▶ [Point localization data]:
------------------------------------

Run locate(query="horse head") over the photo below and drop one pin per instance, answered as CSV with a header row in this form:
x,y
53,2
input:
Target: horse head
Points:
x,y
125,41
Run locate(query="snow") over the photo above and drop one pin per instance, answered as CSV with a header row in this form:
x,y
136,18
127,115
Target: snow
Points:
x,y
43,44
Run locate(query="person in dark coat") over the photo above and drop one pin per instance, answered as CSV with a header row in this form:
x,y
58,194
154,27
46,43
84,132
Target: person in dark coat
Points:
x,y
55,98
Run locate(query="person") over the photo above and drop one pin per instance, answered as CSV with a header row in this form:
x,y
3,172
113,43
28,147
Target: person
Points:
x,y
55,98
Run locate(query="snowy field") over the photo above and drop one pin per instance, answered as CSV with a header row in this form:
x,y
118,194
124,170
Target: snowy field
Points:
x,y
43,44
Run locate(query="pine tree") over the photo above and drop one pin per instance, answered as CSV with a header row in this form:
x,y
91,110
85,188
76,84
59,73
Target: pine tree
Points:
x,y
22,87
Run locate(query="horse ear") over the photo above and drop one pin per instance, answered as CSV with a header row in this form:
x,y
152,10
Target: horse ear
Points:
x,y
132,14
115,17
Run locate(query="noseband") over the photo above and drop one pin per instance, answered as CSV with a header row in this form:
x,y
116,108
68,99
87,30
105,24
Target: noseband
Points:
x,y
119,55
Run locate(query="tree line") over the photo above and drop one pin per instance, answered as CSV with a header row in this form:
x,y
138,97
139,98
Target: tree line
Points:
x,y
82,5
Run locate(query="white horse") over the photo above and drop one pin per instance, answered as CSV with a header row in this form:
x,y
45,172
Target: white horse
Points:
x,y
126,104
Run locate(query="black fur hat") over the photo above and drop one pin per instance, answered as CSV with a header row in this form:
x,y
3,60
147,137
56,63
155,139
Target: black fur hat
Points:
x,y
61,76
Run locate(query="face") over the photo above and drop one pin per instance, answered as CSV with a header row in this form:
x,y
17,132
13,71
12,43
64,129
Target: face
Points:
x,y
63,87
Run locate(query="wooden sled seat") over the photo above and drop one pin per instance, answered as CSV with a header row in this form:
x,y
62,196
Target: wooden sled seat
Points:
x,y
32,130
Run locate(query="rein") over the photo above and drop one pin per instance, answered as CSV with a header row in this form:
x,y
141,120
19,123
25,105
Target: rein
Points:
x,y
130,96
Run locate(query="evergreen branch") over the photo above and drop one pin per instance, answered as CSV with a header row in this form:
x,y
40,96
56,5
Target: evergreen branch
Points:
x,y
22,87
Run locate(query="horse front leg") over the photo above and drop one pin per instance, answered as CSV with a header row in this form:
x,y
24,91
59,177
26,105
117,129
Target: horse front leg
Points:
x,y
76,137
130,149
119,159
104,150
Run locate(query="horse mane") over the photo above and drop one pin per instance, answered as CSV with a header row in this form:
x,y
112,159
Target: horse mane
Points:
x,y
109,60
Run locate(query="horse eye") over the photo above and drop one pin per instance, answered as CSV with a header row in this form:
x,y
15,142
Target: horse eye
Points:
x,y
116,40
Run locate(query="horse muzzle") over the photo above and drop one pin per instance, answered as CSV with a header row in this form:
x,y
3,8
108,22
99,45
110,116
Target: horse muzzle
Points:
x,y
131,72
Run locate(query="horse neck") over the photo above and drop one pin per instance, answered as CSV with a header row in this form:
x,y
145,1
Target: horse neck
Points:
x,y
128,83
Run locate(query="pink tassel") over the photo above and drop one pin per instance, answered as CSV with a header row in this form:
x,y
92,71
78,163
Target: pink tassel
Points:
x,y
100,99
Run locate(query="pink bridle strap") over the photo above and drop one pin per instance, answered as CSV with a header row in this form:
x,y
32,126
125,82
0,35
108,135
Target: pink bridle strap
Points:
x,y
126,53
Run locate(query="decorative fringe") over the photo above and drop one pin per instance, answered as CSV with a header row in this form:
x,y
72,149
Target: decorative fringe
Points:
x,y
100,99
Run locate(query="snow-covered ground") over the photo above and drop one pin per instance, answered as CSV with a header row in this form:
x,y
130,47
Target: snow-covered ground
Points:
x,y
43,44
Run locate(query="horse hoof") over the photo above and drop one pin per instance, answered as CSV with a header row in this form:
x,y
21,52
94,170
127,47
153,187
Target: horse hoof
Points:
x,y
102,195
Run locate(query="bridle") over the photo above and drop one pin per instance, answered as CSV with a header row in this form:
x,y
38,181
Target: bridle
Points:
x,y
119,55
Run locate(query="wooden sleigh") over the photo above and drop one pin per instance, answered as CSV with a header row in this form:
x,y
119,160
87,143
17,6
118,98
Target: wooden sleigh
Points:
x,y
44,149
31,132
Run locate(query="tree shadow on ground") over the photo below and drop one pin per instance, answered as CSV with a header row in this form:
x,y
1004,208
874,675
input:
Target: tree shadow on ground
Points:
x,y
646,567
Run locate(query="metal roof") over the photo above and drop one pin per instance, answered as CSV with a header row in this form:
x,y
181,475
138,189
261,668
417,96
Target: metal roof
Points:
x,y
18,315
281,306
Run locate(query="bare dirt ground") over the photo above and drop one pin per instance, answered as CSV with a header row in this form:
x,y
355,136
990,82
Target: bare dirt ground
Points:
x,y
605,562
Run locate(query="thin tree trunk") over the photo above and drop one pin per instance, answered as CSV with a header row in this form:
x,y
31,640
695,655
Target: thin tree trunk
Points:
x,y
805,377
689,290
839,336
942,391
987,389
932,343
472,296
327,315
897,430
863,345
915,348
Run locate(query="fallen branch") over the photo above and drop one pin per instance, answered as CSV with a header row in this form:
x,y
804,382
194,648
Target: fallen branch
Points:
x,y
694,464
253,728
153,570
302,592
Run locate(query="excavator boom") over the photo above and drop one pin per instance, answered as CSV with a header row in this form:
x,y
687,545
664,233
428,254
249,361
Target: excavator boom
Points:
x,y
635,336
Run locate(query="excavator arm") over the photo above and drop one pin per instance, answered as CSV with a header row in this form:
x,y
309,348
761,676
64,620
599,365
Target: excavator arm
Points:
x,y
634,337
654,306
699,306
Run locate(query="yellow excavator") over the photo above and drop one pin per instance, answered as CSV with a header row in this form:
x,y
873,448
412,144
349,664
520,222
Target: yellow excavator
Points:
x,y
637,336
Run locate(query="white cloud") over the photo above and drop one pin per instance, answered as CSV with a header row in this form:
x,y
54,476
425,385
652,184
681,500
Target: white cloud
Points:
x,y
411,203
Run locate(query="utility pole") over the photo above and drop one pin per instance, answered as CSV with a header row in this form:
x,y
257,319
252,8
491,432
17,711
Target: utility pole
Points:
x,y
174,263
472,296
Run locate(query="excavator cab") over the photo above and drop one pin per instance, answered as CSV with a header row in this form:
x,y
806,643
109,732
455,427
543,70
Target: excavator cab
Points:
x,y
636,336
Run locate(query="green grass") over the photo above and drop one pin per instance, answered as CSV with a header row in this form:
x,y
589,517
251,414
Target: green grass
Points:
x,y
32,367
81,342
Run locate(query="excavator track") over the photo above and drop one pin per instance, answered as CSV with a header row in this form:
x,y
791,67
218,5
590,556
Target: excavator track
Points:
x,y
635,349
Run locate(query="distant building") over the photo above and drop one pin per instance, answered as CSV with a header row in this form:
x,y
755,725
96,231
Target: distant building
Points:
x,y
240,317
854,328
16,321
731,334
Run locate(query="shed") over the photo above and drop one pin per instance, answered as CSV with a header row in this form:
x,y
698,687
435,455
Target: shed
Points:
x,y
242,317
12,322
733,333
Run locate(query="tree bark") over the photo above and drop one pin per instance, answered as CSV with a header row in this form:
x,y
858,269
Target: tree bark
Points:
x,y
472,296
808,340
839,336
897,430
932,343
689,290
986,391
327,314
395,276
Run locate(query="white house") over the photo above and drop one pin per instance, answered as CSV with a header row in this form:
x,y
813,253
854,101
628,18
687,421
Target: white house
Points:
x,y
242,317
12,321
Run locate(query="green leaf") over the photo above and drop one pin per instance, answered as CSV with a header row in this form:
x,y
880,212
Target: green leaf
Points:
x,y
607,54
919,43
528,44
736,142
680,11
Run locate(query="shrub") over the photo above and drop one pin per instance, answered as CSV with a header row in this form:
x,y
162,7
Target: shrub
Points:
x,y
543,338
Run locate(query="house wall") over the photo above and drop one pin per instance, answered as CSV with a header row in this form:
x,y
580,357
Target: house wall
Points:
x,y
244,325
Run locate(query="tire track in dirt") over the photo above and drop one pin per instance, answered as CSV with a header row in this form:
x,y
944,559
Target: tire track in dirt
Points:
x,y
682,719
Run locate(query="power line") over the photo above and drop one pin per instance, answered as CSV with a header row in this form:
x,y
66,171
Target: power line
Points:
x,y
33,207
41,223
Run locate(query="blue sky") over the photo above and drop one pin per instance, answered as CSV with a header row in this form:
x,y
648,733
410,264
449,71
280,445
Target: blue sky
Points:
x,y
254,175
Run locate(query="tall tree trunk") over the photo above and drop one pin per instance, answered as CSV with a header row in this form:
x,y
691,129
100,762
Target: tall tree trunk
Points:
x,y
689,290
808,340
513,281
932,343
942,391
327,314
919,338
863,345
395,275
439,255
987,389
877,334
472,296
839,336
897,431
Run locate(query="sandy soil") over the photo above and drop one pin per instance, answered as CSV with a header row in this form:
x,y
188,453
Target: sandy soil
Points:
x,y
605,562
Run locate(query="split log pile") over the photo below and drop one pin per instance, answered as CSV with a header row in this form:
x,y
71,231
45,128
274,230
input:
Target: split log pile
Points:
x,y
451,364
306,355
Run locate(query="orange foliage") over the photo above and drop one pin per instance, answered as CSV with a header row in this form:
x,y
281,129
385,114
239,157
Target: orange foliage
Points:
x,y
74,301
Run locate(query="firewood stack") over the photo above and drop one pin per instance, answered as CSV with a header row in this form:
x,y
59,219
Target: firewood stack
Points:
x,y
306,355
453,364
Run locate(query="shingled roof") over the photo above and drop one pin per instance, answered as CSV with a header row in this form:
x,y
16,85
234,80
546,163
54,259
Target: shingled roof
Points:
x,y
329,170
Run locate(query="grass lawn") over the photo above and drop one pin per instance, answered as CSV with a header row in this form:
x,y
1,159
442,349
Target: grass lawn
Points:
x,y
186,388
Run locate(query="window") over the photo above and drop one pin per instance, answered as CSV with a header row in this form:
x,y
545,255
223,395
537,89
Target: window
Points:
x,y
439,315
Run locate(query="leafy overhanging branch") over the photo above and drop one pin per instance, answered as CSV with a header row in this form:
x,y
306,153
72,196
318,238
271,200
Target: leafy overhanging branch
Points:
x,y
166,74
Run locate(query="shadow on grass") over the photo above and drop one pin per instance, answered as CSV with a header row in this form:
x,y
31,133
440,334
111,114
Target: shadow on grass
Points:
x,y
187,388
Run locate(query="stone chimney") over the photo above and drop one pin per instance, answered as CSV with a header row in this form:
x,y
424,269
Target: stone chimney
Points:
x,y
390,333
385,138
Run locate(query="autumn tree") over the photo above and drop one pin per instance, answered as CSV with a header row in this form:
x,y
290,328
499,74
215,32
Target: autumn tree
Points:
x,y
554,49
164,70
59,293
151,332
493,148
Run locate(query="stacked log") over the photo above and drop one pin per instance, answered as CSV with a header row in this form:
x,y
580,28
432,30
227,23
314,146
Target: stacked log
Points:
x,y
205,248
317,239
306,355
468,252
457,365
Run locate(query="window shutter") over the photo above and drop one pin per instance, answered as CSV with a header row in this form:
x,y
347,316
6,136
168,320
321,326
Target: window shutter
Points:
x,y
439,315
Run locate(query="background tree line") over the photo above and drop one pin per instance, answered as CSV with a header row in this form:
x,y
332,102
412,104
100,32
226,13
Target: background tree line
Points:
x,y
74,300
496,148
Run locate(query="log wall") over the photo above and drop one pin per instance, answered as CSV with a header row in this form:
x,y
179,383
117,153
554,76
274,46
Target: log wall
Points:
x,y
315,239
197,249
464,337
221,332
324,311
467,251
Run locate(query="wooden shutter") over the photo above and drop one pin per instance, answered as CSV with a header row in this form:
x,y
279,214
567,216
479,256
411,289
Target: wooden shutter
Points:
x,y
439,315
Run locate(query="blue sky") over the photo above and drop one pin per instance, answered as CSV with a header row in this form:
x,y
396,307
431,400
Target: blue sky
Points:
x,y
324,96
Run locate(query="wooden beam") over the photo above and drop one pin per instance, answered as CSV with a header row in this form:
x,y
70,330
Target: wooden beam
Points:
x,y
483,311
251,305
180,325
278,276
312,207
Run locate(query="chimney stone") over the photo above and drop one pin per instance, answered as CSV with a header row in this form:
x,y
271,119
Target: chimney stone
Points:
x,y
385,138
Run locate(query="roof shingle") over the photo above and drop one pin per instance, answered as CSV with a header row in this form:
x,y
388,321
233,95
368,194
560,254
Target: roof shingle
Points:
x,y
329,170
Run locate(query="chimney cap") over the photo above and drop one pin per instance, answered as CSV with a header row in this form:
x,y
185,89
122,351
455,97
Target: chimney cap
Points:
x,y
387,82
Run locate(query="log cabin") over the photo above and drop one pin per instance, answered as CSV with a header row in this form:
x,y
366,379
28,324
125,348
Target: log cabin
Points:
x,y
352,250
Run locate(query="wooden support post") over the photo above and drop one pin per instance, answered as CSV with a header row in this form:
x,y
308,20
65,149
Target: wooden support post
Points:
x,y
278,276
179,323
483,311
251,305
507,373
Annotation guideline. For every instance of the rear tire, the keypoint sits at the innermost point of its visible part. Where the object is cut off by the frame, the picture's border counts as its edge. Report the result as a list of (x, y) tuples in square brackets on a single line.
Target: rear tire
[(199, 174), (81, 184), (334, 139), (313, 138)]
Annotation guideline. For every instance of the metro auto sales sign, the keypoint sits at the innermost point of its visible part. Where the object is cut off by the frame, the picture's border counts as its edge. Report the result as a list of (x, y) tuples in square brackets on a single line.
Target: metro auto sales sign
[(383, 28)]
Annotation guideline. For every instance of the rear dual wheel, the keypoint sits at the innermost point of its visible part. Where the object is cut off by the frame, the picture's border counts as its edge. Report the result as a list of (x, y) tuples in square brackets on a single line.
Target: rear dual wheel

------------------------------------

▶ [TASK BRIEF]:
Return, line for line and unchanged, the data from its first line through the line containing "Target: black fur hat".

▶ [RESPONSE TO THIS EXERCISE]:
Run locate(query="horse head") over the photo below and drop one pin per instance, answered as CSV with a header row in this form:
x,y
53,2
input:
Target: horse head
Points:
x,y
125,41
Run locate(query="snow") over the photo above and drop one pin per instance, answered as CSV with a header row in this form:
x,y
136,18
127,115
Target: snow
Points:
x,y
43,44
Run locate(query="person in dark coat") over the photo above and drop one pin per instance, answered as CSV with a header row in this form:
x,y
58,194
154,27
46,43
84,132
Target: person in dark coat
Points:
x,y
55,98
Run locate(query="person") over the photo above and drop one pin per instance, answered as CSV with a header row in this form:
x,y
3,172
113,43
28,147
Target: person
Points:
x,y
55,98
Run locate(query="snowy field") over the photo above and drop one pin per instance, answered as CSV with a header row in this form:
x,y
118,194
124,170
Target: snowy field
Points:
x,y
43,44
Run locate(query="pine tree") over the photo above and drop one pin per instance, answered as CSV with a header row in this form:
x,y
91,110
85,188
76,84
59,73
Target: pine tree
Points:
x,y
22,87
Run locate(query="horse ear") over the photo above and drop one pin per instance, answered as CSV with a header row in this form:
x,y
152,10
Target: horse ear
Points:
x,y
132,14
115,17
Run locate(query="noseband") over the photo above and drop one pin per instance, answered as CSV with a header row in this form:
x,y
116,108
68,99
87,30
105,24
Target: noseband
Points:
x,y
119,55
Run locate(query="tree line") over the photo above and drop one pin per instance, answered as CSV with a header row in this form:
x,y
138,97
139,98
Target: tree line
Points:
x,y
82,5
Run locate(query="white horse") over the photo above and drop one pin per instance, answered as CSV with a header row in this form:
x,y
45,172
Target: white horse
Points:
x,y
126,104
Run locate(query="black fur hat") over the photo above and drop one pin per instance, answered as CSV with a header row in this form:
x,y
3,60
147,137
56,63
155,139
Target: black fur hat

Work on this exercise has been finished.